## WHAT TO WORK ON
Copy the data precisely, keeping every character.

## Items from a data source
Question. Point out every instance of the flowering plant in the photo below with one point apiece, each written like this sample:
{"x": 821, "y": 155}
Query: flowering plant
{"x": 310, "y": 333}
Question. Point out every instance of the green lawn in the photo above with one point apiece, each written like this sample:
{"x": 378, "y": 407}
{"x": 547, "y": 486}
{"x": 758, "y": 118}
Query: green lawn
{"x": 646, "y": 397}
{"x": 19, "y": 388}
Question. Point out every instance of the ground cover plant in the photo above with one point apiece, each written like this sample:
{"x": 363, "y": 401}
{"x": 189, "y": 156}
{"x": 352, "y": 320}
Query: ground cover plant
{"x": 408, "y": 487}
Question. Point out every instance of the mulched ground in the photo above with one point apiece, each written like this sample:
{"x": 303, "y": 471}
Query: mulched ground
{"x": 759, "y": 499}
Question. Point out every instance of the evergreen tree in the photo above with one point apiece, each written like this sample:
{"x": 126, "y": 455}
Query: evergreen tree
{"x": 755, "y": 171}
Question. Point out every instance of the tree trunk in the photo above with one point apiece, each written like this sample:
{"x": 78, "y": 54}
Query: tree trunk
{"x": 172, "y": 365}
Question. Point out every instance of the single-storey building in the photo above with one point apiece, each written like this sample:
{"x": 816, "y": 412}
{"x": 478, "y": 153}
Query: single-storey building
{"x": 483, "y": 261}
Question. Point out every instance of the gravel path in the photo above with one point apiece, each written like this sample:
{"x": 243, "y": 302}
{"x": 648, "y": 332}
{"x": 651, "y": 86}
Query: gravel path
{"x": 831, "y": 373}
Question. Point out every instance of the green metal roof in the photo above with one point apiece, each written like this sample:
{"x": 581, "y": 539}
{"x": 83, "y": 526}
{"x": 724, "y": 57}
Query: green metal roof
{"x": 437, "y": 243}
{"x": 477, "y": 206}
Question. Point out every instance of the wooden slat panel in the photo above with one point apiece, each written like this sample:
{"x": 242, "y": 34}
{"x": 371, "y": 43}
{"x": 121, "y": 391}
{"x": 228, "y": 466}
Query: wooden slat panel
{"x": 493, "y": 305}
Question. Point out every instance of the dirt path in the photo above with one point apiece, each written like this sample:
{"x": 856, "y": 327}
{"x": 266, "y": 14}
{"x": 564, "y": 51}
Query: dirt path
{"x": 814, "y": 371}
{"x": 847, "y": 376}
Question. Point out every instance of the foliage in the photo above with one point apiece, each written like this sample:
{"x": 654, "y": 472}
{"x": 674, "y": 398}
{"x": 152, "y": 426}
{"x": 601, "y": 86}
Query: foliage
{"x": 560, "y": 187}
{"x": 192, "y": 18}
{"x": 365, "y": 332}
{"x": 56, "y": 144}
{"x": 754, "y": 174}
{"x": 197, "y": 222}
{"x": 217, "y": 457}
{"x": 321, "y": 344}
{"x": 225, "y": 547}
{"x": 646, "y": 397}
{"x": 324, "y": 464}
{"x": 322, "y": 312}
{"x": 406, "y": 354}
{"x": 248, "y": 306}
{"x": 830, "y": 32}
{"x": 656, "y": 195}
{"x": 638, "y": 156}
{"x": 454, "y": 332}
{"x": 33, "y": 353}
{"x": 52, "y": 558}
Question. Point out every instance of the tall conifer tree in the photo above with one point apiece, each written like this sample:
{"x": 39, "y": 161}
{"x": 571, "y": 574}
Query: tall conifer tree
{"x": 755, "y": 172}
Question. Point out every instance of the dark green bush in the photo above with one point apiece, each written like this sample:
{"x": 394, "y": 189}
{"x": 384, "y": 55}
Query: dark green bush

## RESULT
Question. Point out every instance of the flowering plant in the photo below with one point apiece, each written like this sample:
{"x": 821, "y": 155}
Query: flowering plant
{"x": 310, "y": 333}
Question. Point out every instance of the green lawn in the photo above with one point apiece, each written like this sample:
{"x": 378, "y": 407}
{"x": 547, "y": 486}
{"x": 758, "y": 118}
Query: green lawn
{"x": 646, "y": 397}
{"x": 19, "y": 388}
Question. Point out every instance of the ground cover plant in the photo above with one point apiece, each written like this sample:
{"x": 363, "y": 401}
{"x": 189, "y": 156}
{"x": 352, "y": 320}
Query: ground cover plant
{"x": 408, "y": 487}
Question. Point out every instance of the mulched ground in the photo above with one point apiece, each written like this sample:
{"x": 303, "y": 471}
Query: mulched ground
{"x": 759, "y": 499}
Question. Point out every instance of the evergreen tree in the photo above with one point apiece, each written like this sample:
{"x": 126, "y": 455}
Query: evergreen tree
{"x": 755, "y": 171}
Question. Point out every instance of the tree trunk in the photo above with one point apiece, each written like this sample:
{"x": 78, "y": 54}
Query: tree trunk
{"x": 172, "y": 365}
Question. Point out every instance of the single-storey building in the photo above with one point apiece, each written like this sample:
{"x": 816, "y": 412}
{"x": 478, "y": 153}
Query: single-storey building
{"x": 483, "y": 261}
Question. Point out every instance of the gravel path in the photo above with one point apiece, each written like this sample:
{"x": 243, "y": 302}
{"x": 648, "y": 332}
{"x": 651, "y": 86}
Query: gravel path
{"x": 831, "y": 373}
Question. Point out every instance of the green metal roof in the photo above with one point apiece, each written like this sample:
{"x": 581, "y": 539}
{"x": 83, "y": 526}
{"x": 724, "y": 57}
Query: green metal roof
{"x": 437, "y": 243}
{"x": 477, "y": 206}
Question. Point out every instance of the wooden slat panel in the photo above with one point apiece, each written like this sample:
{"x": 242, "y": 34}
{"x": 371, "y": 43}
{"x": 121, "y": 391}
{"x": 228, "y": 466}
Query: wooden slat panel
{"x": 493, "y": 305}
Question. Point out every instance of the dirt path in the photo above with one point apiece, each written like this sample:
{"x": 856, "y": 327}
{"x": 266, "y": 14}
{"x": 564, "y": 51}
Query: dirt path
{"x": 814, "y": 371}
{"x": 847, "y": 376}
Question. Point out every instance of the foliage in the photo above with one point apiece, each written like this sample:
{"x": 654, "y": 472}
{"x": 674, "y": 398}
{"x": 152, "y": 426}
{"x": 601, "y": 86}
Query: foliage
{"x": 560, "y": 187}
{"x": 192, "y": 18}
{"x": 365, "y": 332}
{"x": 56, "y": 144}
{"x": 754, "y": 174}
{"x": 197, "y": 222}
{"x": 217, "y": 457}
{"x": 321, "y": 344}
{"x": 225, "y": 547}
{"x": 646, "y": 397}
{"x": 324, "y": 464}
{"x": 322, "y": 312}
{"x": 406, "y": 354}
{"x": 248, "y": 306}
{"x": 830, "y": 32}
{"x": 656, "y": 195}
{"x": 638, "y": 156}
{"x": 454, "y": 332}
{"x": 33, "y": 353}
{"x": 52, "y": 558}
Question. Point out every instance of the tall conifer tree in the photo above with one point apiece, each written like this sample:
{"x": 39, "y": 161}
{"x": 571, "y": 574}
Query: tall conifer tree
{"x": 755, "y": 172}
Question. Point out every instance of the dark green bush in the photo above with one point apiece, each written like this sample:
{"x": 394, "y": 189}
{"x": 384, "y": 55}
Query: dark green bush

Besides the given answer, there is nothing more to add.